Избранный отрывок

Вытаскивали нас тремя танками, двумя — не вышло, тросы порвались. Что комбат говорил — лучше не вспоминать.

В лесу, под утро, в конец обессиленные (приказано было выдраить машину до блеска!), ко всему безразличные, лежим возле своей машины у затухшего костра. Настроение — жить не хочется. И вдруг неожиданная поддержка от взвода разведки, Айдиняна, дежурившего по части. Подойдя к нам (я грешным делом подумал: «Еще один моралист».),он рассказал, как с ним приключилась подобная история, да не где-нибудь, а в бою, под Шауляем. Залетели они в болото, два дня сидели, кру­гом немцы, но спасибо соседям из 117-й, вырулили. А я подумал — спасибо тебе, свежие силы придал нам.

22.03.45 г.
И у меня, наконец, праздник! Сразу три письма: два из дома и от Васи из Чирчика! Рад за них, все у всех хорошо. Мама переживает, думает — воюю, а мы все еще в лесу. Каждый день занятия, выезды, устаем очень. Страдаем особенно от про­тивных дождей, сырости и грязи. Много времени приходится уделять чистке мат/части. У всех лица обветрели, растрескались, а шинель не просыхает. Хорошо, жилетку приобрел, мех не так пропускает влагу, да и сохнет быстрее.

Завтра обещают инженера-полковника из штаба армии, будет знакомить с обороной Кенигсберга. Теперь уж совсем близко и наше участие. Будем штур­мовать проклятую столицу немецкого пруссачества. Хорошо бы дожди прекра­тились, все легче будет.

24.03.45 г.
Отписал домой маме и Томе. Каждый день ждем настоящей боевой тревоги и кто знает, когда придется еще писать, и вообще, придется ли.

Сохранённые строки
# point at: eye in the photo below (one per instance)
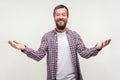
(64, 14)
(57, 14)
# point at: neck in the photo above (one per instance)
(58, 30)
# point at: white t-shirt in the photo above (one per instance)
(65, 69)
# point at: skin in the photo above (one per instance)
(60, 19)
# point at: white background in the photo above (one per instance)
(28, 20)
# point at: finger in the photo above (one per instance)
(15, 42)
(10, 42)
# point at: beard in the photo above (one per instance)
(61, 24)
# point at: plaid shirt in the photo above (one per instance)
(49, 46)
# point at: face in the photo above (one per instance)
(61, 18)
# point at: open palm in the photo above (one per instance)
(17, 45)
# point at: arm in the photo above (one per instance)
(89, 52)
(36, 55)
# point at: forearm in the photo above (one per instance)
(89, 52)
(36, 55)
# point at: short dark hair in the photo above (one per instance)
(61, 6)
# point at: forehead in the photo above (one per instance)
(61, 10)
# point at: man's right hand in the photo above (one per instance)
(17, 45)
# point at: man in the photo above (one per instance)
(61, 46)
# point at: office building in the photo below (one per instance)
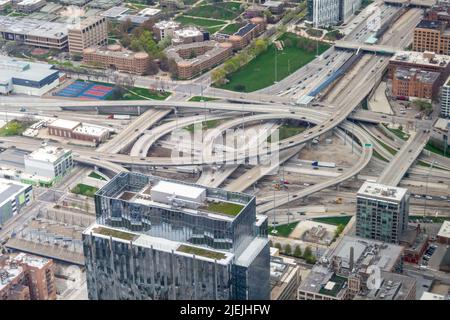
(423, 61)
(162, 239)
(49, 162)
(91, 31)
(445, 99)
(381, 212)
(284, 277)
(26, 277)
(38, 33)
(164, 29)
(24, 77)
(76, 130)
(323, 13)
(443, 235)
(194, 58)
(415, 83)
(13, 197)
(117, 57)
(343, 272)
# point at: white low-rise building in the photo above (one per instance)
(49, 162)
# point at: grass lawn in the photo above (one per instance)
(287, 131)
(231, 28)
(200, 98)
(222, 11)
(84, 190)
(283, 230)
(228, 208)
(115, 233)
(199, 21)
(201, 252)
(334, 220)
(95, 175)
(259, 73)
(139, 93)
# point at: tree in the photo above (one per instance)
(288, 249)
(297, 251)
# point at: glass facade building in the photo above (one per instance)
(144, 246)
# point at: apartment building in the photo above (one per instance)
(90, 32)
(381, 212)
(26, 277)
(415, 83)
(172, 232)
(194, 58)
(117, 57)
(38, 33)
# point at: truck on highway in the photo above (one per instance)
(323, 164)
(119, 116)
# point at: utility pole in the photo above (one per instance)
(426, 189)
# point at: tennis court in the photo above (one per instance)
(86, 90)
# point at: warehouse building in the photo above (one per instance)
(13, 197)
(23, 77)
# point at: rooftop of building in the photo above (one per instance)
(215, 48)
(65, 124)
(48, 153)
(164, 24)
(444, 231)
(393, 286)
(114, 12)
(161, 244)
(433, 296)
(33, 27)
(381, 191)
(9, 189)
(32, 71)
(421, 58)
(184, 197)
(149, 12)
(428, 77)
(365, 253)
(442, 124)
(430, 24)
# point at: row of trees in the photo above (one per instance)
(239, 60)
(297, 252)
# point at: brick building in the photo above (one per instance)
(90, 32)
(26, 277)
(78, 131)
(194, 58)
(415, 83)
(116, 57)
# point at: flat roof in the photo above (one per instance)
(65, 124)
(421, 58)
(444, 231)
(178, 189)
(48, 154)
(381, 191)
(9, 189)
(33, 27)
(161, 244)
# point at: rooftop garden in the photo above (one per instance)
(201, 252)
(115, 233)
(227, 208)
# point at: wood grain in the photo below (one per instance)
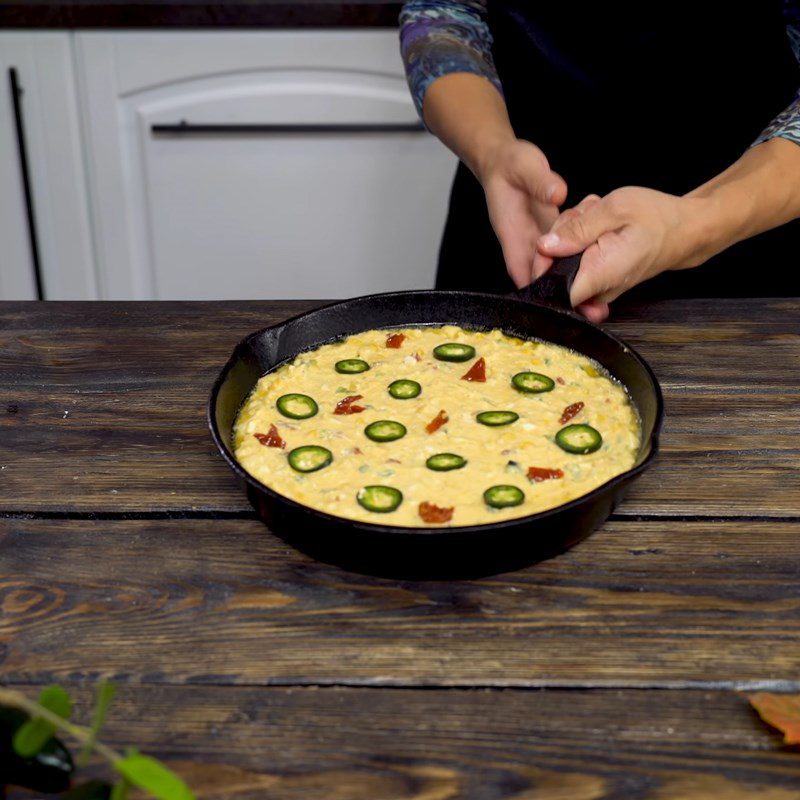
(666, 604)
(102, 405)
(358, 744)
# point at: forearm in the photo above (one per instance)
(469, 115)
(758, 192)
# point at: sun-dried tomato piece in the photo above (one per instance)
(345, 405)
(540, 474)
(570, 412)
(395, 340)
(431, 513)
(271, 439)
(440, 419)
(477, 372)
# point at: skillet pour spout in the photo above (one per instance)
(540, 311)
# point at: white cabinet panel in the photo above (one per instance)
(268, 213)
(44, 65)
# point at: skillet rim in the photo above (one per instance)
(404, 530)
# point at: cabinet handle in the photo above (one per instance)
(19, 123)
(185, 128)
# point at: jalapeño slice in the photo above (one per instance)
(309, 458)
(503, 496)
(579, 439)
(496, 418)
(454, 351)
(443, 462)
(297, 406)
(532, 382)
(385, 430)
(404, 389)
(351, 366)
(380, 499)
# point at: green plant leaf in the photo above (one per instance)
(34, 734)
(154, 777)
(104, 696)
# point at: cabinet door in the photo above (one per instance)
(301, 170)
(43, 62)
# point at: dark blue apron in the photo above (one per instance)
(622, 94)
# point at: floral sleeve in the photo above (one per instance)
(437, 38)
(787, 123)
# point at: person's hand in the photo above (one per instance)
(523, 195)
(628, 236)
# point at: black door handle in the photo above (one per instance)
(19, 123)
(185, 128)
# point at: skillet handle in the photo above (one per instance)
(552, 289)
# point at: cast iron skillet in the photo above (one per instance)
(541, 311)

Задание
Перепишите избранный отрывок выше целиком, не меняя в нём ни слова и ни знака.

Решение
Вытаскивали нас тремя танками, двумя — не вышло, тросы порвались. Что комбат говорил — лучше не вспоминать.

В лесу, под утро, в конец обессиленные (приказано было выдраить машину до блеска!), ко всему безразличные, лежим возле своей машины у затухшего костра. Настроение — жить не хочется. И вдруг неожиданная поддержка от взвода разведки, Айдиняна, дежурившего по части. Подойдя к нам (я грешным делом подумал: «Еще один моралист».),он рассказал, как с ним приключилась подобная история, да не где-нибудь, а в бою, под Шауляем. Залетели они в болото, два дня сидели, кру­гом немцы, но спасибо соседям из 117-й, вырулили. А я подумал — спасибо тебе, свежие силы придал нам.

22.03.45 г.
И у меня, наконец, праздник! Сразу три письма: два из дома и от Васи из Чирчика! Рад за них, все у всех хорошо. Мама переживает, думает — воюю, а мы все еще в лесу. Каждый день занятия, выезды, устаем очень. Страдаем особенно от про­тивных дождей, сырости и грязи. Много времени приходится уделять чистке мат/части. У всех лица обветрели, растрескались, а шинель не просыхает. Хорошо, жилетку приобрел, мех не так пропускает влагу, да и сохнет быстрее.

Завтра обещают инженера-полковника из штаба армии, будет знакомить с обороной Кенигсберга. Теперь уж совсем близко и наше участие. Будем штур­мовать проклятую столицу немецкого пруссачества. Хорошо бы дожди прекра­тились, все легче будет.

24.03.45 г.
Отписал домой маме и Томе. Каждый день ждем настоящей боевой тревоги и кто знает, когда придется еще писать, и вообще, придется ли.